┌─ Entries provided

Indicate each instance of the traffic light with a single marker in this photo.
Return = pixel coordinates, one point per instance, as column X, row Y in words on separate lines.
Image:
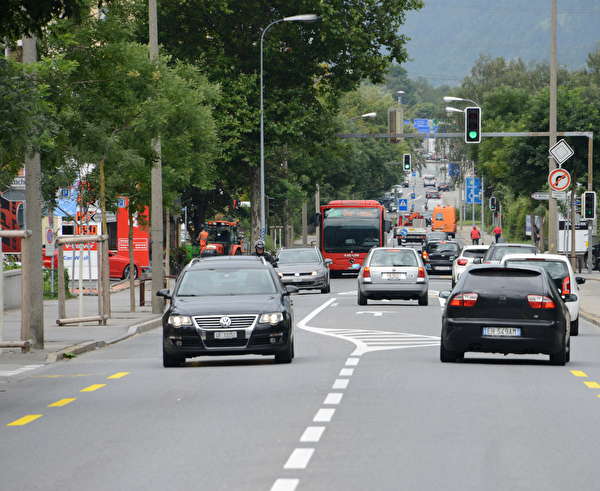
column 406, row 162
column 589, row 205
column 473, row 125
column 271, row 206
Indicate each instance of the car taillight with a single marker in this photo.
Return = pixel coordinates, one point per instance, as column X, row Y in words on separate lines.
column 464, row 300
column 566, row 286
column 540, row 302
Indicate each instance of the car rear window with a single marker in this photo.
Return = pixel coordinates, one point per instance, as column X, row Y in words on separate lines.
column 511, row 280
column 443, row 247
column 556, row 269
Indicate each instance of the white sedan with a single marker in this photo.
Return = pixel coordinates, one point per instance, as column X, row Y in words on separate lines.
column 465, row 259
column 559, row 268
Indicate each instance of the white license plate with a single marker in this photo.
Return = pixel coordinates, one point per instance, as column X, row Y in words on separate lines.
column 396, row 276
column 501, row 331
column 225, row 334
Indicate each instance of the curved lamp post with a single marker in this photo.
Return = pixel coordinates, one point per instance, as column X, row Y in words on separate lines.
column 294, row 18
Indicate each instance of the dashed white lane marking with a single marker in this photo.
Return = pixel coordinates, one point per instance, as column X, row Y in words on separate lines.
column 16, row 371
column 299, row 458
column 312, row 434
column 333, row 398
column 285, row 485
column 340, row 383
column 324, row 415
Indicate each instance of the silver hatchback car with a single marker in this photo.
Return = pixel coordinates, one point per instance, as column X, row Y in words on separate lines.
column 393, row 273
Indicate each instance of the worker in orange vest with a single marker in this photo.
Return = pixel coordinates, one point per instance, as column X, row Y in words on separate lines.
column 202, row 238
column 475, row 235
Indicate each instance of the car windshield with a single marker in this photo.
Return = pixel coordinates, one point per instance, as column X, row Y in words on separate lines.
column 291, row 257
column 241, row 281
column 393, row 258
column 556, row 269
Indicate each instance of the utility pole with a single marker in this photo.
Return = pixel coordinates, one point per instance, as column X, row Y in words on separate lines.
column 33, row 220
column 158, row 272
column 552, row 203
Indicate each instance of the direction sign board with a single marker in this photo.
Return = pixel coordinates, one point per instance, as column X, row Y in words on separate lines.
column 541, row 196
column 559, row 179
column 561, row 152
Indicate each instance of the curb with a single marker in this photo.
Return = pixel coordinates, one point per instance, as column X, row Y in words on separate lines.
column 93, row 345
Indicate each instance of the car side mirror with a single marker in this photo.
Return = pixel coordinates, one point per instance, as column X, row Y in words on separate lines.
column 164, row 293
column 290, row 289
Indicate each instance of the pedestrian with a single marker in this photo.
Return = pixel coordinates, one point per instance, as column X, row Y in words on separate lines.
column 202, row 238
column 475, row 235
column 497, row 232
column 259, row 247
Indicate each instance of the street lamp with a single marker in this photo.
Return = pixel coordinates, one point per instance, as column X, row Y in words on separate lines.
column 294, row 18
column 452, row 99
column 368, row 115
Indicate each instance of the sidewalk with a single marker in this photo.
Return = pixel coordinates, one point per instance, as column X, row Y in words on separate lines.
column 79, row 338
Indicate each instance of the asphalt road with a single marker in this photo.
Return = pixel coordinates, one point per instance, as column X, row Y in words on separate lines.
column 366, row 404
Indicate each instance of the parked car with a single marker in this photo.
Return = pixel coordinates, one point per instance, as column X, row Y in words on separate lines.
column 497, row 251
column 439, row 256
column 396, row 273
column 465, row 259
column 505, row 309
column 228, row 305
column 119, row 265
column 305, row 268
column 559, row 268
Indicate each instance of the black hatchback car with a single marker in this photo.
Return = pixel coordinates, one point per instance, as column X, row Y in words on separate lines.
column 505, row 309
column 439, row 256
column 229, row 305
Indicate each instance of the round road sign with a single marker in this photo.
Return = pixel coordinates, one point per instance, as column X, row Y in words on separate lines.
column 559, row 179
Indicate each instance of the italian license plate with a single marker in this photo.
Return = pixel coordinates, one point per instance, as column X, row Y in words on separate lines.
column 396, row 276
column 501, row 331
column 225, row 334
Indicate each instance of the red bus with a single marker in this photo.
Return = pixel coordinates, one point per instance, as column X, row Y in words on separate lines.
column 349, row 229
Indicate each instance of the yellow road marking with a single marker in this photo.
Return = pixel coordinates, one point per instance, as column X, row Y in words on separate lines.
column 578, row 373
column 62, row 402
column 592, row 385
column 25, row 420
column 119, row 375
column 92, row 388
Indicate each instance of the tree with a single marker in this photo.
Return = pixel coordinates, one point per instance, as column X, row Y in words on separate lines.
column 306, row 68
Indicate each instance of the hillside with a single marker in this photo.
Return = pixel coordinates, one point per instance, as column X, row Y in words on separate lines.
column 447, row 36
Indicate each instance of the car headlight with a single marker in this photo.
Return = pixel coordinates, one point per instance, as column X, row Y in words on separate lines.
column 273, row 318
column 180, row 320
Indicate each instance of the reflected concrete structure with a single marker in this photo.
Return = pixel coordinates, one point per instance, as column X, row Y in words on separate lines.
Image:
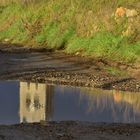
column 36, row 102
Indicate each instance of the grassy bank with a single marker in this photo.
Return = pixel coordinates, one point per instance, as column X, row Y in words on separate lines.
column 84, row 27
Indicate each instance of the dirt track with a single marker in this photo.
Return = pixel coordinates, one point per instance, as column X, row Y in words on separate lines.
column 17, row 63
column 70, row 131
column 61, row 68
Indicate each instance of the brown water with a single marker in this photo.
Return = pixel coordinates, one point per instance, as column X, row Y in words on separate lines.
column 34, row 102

└─

**Job**
Render every line of the listing above as a Markdown table with the columns "No." and "Line", skipping blank lines and leaving out the pictures.

**Written reply**
| No. | Line |
|---|---|
| 1 | Indicate each instance of the traffic light with a single marker in this photo. |
| 2 | Return = pixel coordinates, one point per instance, as column X, row Y in words on separate lines. |
| 3 | Image: |
| 4 | column 406, row 162 |
| 5 | column 589, row 205 |
| 6 | column 473, row 125 |
| 7 | column 271, row 206 |
| 8 | Indicate each instance of the car taillight with a single marker in this photo. |
| 9 | Return = pixel coordinates, one point per instance, as column X, row Y in words on separate lines. |
| 10 | column 464, row 300 |
| 11 | column 566, row 286 |
| 12 | column 540, row 302 |
| 13 | Indicate each instance of the car rear window with a single marker in this photo. |
| 14 | Return = pixel coordinates, one point per instance, as column X, row Y in words on separate lines. |
| 15 | column 511, row 280 |
| 16 | column 443, row 247 |
| 17 | column 556, row 269 |
| 18 | Indicate each instance of the white sedan with a single marker in this photo. |
| 19 | Return = pixel coordinates, one point per instance, as column X, row Y in words on separate lines. |
| 20 | column 465, row 259 |
| 21 | column 559, row 268 |
| 22 | Indicate each instance of the white license plate with a single marker in this photo. |
| 23 | Return = pixel coordinates, one point per instance, as column X, row Y in words on separate lines. |
| 24 | column 396, row 276 |
| 25 | column 501, row 331 |
| 26 | column 225, row 334 |
| 27 | Indicate each instance of the curved lamp post with a single marker in this photo. |
| 28 | Return = pixel coordinates, one point per instance, as column X, row Y in words on separate lines. |
| 29 | column 294, row 18 |
| 30 | Indicate each instance of the dashed white lane marking with a single marker in this photo. |
| 31 | Return = pixel coordinates, one point per instance, as column X, row Y in words on separate lines. |
| 32 | column 16, row 371 |
| 33 | column 299, row 458 |
| 34 | column 312, row 434 |
| 35 | column 333, row 398 |
| 36 | column 285, row 485 |
| 37 | column 340, row 383 |
| 38 | column 324, row 415 |
| 39 | Indicate each instance of the silver hatchback car with a single marker in this photo. |
| 40 | Return = pixel coordinates, one point per instance, as column X, row Y in words on separate lines. |
| 41 | column 393, row 273 |
| 42 | Indicate each instance of the worker in orange vest with a single marker in this photo. |
| 43 | Return = pixel coordinates, one point per instance, as column X, row Y in words on separate lines. |
| 44 | column 202, row 238 |
| 45 | column 475, row 235 |
| 46 | Indicate each instance of the car windshield with a single marker in this photo. |
| 47 | Return = pixel coordinates, one point per instance, as column X, row Y in words on separate lines. |
| 48 | column 291, row 257 |
| 49 | column 241, row 281 |
| 50 | column 393, row 258 |
| 51 | column 556, row 269 |
| 52 | Indicate each instance of the utility pole with a single marker in this photo. |
| 53 | Return = pixel coordinates, one point per instance, as column X, row Y in words on separate lines. |
| 54 | column 33, row 220 |
| 55 | column 158, row 272 |
| 56 | column 552, row 203 |
| 57 | Indicate each instance of the direction sign board with a single marker in this photo. |
| 58 | Return = pixel coordinates, one point per instance, as column X, row Y in words on separate lines. |
| 59 | column 541, row 196 |
| 60 | column 559, row 179 |
| 61 | column 561, row 152 |
| 62 | Indicate each instance of the curb with a single marker in this photo. |
| 63 | Return = pixel coordinates, one point per instance, as column X, row Y in words on separate lines. |
| 64 | column 93, row 345 |
| 65 | Indicate each instance of the car side mirror with a single marker in this photo. |
| 66 | Return = pixel coordinates, one point per instance, as column X, row Y in words on separate lines. |
| 67 | column 164, row 293 |
| 68 | column 290, row 289 |
| 69 | Indicate each instance of the pedestrian with a single marker in this photo. |
| 70 | Return = pixel coordinates, one point per instance, as column X, row Y in words on separate lines. |
| 71 | column 202, row 238 |
| 72 | column 475, row 235 |
| 73 | column 497, row 232 |
| 74 | column 259, row 247 |
| 75 | Indicate each instance of the street lamp with a single marker in this photo. |
| 76 | Return = pixel coordinates, one point per instance, as column X, row Y in words on separate lines. |
| 77 | column 294, row 18 |
| 78 | column 452, row 99 |
| 79 | column 368, row 115 |
| 80 | Indicate each instance of the sidewalk with a single marker in this photo. |
| 81 | Return = pixel coordinates, one point per instance, as column X, row Y in words on separate lines. |
| 82 | column 79, row 338 |
| 83 | Indicate each instance of the asphalt road with a single marker in this photo. |
| 84 | Return = pixel coordinates, one point per instance, as column X, row Y in words on separate lines. |
| 85 | column 366, row 404 |
| 86 | Indicate each instance of the parked car with a single marker in this photo. |
| 87 | Return = pixel coordinates, one point per instance, as column X, row Y in words on separate lines. |
| 88 | column 497, row 251 |
| 89 | column 439, row 256 |
| 90 | column 396, row 273 |
| 91 | column 465, row 259 |
| 92 | column 505, row 309 |
| 93 | column 228, row 305 |
| 94 | column 119, row 265 |
| 95 | column 305, row 268 |
| 96 | column 559, row 268 |
| 97 | Indicate each instance of the black hatchback car with a single marker in this photo. |
| 98 | Return = pixel coordinates, one point per instance, as column X, row Y in words on separate lines. |
| 99 | column 505, row 309 |
| 100 | column 439, row 256 |
| 101 | column 229, row 305 |
| 102 | Indicate each instance of the round road sign with a single marker in this photo. |
| 103 | Return = pixel coordinates, one point per instance, as column X, row Y in words on separate lines. |
| 104 | column 559, row 179 |
| 105 | Indicate each instance of the italian license plate with a single marker in this photo. |
| 106 | Return = pixel coordinates, one point per instance, as column X, row Y in words on separate lines. |
| 107 | column 396, row 276 |
| 108 | column 501, row 331 |
| 109 | column 225, row 334 |
| 110 | Indicate each instance of the red bus with a single marker in this photo. |
| 111 | Return = pixel coordinates, one point per instance, as column X, row Y in words on separate lines. |
| 112 | column 349, row 229 |
| 113 | Indicate each instance of the yellow road marking with a single marker in this photo. |
| 114 | Return = pixel coordinates, one point per instance, as column X, row Y in words on separate lines. |
| 115 | column 578, row 373 |
| 116 | column 62, row 402 |
| 117 | column 592, row 385 |
| 118 | column 25, row 420 |
| 119 | column 119, row 375 |
| 120 | column 92, row 388 |
| 121 | Indicate each instance of the tree with a single marker in this photo. |
| 122 | Return = pixel coordinates, one point per instance, as column X, row Y in words on separate lines. |
| 123 | column 306, row 68 |
| 124 | Indicate each instance of the hillside with a single marker in this photo. |
| 125 | Return = pixel coordinates, one point per instance, as column X, row Y in words on separate lines. |
| 126 | column 447, row 36 |
| 127 | Indicate each instance of the car headlight with a single marker in this photo. |
| 128 | Return = pixel coordinates, one point per instance, as column X, row Y in words on separate lines. |
| 129 | column 273, row 318 |
| 130 | column 180, row 320 |
| 131 | Indicate each instance of the reflected concrete structure with a single marker in this photo. |
| 132 | Return = pixel coordinates, one point per instance, as column X, row Y in words on separate lines. |
| 133 | Image: |
| 134 | column 36, row 102 |
| 135 | Indicate each instance of the grassy bank with a single marker in this photo. |
| 136 | Return = pixel coordinates, one point per instance, as column X, row Y in words on separate lines. |
| 137 | column 84, row 27 |
| 138 | Indicate each instance of the dirt track with a single marker in this photo. |
| 139 | Return = pixel coordinates, one point per instance, as column X, row Y in words on separate lines. |
| 140 | column 17, row 63 |
| 141 | column 70, row 131 |
| 142 | column 61, row 68 |
| 143 | Indicate each instance of the brown water with a single marker in this photo. |
| 144 | Return = pixel coordinates, one point per instance, as column X, row Y in words on separate lines. |
| 145 | column 34, row 102 |